Extract each line of the listing below that contains the word "paper". The match is case-sensitive.

** start of Records for the task **

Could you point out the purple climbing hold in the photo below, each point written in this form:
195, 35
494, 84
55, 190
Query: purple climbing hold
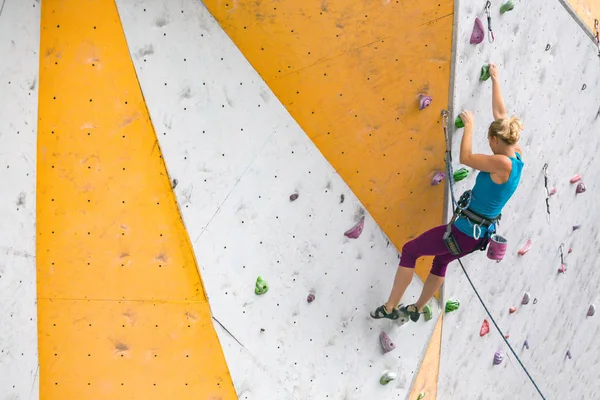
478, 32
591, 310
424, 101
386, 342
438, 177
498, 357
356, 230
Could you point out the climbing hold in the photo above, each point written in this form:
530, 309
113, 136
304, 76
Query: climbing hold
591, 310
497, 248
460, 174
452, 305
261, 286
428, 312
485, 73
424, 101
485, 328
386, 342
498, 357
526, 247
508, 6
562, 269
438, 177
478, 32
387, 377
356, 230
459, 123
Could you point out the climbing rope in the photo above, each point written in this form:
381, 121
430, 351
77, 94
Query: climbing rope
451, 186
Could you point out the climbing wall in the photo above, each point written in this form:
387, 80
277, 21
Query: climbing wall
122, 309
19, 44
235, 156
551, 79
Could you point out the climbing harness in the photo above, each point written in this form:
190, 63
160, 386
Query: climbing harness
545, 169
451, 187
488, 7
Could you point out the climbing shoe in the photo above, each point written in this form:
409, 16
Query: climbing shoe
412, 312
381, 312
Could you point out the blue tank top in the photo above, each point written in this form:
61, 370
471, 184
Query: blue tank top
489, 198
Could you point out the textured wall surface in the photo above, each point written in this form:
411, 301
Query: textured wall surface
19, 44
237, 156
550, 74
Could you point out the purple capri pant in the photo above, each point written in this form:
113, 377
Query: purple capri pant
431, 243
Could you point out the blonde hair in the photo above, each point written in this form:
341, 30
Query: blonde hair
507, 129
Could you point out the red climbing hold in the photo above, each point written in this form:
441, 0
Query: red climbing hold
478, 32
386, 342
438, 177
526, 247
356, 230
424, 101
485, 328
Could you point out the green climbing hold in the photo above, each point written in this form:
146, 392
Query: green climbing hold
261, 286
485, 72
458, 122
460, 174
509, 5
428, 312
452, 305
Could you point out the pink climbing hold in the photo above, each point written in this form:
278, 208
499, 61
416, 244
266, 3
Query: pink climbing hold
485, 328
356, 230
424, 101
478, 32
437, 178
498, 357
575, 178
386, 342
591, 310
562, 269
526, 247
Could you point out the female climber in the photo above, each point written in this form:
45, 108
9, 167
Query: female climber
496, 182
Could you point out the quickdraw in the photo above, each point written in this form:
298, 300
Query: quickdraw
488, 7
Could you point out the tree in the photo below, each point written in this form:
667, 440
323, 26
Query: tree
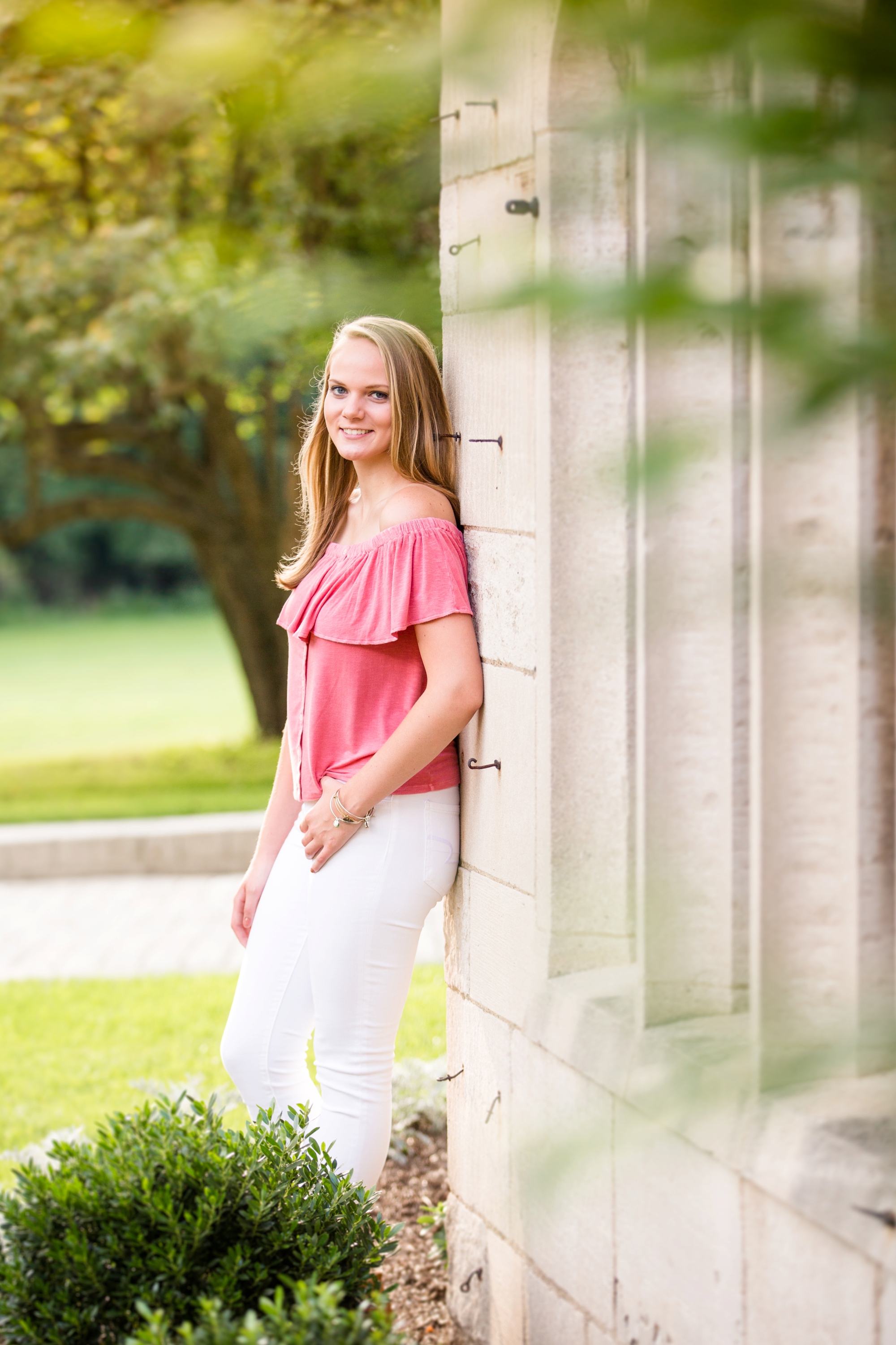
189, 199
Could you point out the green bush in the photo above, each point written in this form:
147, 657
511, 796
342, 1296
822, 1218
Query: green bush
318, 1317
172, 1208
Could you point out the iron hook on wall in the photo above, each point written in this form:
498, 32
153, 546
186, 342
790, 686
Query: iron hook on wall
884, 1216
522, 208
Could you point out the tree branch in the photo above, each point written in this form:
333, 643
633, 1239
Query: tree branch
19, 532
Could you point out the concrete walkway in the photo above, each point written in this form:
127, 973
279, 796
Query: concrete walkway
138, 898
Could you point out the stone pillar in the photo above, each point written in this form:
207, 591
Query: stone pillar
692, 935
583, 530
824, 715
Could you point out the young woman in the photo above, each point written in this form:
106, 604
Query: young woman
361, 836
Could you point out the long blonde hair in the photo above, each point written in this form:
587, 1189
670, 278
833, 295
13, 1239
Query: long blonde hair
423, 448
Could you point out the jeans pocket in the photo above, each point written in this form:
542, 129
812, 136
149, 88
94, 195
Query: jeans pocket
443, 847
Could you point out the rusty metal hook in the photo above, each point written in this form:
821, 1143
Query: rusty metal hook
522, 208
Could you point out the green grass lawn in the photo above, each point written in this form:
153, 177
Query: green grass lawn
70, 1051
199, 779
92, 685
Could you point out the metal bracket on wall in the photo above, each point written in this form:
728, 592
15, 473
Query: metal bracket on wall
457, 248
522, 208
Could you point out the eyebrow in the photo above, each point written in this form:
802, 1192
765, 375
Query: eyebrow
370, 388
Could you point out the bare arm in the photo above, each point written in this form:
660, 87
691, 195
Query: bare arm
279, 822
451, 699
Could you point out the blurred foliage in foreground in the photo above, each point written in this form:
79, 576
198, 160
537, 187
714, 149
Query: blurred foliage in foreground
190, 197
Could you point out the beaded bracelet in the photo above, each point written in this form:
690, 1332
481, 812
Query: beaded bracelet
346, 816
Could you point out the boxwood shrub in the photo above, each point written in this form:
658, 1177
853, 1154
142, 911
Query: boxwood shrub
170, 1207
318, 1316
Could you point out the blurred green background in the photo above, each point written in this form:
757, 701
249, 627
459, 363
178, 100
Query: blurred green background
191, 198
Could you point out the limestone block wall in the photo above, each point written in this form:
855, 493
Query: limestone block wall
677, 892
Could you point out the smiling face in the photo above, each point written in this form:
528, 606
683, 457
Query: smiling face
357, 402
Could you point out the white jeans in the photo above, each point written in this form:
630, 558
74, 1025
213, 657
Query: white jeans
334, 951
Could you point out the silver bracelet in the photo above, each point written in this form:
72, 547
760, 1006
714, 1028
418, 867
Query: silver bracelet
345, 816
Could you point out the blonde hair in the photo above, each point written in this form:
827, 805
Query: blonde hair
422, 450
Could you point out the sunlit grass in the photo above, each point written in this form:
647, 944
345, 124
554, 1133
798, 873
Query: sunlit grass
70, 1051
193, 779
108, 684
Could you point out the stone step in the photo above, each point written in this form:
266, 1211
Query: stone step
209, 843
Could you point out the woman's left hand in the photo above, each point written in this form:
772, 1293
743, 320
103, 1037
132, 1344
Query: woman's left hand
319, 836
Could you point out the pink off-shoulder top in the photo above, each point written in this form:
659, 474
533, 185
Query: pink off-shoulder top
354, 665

** end of Records for the task **
** start of Records for the task **

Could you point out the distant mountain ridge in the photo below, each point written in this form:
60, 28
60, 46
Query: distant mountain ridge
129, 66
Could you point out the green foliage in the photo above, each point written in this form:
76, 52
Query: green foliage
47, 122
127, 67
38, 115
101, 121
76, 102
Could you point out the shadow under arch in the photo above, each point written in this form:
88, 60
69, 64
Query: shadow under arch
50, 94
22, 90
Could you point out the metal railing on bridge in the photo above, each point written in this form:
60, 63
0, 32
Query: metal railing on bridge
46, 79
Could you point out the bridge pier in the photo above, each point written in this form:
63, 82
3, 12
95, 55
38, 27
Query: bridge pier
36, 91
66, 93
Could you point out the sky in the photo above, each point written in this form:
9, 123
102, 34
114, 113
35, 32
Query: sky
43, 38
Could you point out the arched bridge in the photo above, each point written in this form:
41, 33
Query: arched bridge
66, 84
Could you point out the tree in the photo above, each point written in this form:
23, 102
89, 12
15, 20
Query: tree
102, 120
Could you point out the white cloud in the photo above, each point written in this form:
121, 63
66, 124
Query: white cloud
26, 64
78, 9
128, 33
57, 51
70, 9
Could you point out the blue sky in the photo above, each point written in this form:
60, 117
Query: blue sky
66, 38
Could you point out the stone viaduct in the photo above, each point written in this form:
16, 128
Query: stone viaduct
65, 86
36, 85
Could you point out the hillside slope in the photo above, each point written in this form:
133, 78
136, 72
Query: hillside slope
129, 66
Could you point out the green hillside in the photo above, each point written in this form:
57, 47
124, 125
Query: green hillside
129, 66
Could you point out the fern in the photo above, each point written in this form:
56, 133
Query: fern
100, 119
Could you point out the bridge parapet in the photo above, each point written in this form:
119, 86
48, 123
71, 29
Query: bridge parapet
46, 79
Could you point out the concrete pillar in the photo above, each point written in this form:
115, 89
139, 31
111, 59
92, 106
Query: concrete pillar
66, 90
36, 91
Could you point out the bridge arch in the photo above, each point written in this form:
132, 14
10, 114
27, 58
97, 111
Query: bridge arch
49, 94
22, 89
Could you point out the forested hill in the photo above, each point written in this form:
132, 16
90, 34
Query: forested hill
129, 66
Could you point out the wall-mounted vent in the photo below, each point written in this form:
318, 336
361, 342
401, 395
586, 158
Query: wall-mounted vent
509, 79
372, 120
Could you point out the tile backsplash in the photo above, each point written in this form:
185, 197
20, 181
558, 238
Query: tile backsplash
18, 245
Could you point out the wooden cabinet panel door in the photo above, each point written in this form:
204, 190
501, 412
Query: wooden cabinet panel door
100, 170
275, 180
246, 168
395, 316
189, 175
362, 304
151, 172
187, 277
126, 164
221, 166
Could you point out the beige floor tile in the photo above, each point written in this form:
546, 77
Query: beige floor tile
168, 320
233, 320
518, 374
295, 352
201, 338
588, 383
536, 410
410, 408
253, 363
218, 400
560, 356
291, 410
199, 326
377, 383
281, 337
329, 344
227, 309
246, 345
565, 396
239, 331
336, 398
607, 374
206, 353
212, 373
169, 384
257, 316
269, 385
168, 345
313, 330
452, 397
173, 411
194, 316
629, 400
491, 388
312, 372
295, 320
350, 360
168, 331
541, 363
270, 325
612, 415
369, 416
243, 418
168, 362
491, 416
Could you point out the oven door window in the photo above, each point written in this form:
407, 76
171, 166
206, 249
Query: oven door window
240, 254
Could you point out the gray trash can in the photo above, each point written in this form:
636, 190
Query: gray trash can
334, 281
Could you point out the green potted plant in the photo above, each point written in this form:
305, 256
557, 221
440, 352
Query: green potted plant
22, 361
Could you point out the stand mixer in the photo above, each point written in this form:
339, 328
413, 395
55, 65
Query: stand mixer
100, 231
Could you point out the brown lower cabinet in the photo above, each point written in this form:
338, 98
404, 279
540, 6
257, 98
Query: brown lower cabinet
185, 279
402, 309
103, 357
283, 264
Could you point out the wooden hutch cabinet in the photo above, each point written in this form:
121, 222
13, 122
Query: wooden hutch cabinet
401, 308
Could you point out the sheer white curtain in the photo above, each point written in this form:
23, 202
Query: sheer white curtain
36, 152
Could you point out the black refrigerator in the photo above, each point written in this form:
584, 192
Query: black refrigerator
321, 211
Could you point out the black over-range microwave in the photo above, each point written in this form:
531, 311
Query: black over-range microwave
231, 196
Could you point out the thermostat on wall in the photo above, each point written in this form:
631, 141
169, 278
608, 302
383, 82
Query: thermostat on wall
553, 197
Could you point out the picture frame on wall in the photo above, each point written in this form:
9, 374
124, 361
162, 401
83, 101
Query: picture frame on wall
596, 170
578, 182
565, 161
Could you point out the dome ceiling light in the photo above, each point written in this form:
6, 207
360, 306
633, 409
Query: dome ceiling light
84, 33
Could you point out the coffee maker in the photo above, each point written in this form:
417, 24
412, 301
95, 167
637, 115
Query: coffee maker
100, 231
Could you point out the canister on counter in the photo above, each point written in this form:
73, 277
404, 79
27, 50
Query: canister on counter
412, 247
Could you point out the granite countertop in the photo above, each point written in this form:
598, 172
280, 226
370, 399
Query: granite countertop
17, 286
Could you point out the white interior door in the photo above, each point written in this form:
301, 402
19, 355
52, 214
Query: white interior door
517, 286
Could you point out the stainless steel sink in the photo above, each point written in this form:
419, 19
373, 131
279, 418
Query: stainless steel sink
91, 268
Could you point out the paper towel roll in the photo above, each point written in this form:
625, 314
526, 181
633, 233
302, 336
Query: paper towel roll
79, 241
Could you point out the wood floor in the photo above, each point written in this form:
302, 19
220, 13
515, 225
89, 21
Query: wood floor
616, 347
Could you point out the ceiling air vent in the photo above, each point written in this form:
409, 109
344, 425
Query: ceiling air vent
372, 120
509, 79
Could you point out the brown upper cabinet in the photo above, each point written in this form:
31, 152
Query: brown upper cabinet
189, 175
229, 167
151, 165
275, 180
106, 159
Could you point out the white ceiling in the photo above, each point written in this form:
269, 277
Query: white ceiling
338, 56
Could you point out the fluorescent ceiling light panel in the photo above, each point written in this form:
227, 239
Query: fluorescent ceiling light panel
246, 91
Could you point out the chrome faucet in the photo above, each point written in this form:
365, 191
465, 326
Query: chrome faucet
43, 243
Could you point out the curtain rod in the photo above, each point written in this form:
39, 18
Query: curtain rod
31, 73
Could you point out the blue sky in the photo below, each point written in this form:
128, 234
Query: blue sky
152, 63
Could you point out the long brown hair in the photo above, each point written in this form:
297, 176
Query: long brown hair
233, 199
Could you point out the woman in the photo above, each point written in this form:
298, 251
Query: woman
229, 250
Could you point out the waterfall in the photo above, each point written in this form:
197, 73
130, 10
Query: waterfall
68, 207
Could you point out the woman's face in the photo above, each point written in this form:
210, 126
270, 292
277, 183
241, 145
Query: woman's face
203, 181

** end of Records for the task **

* **Reply**
Could you point out the paper towel roll in the photo above, each point written in this form:
Query: paper towel roll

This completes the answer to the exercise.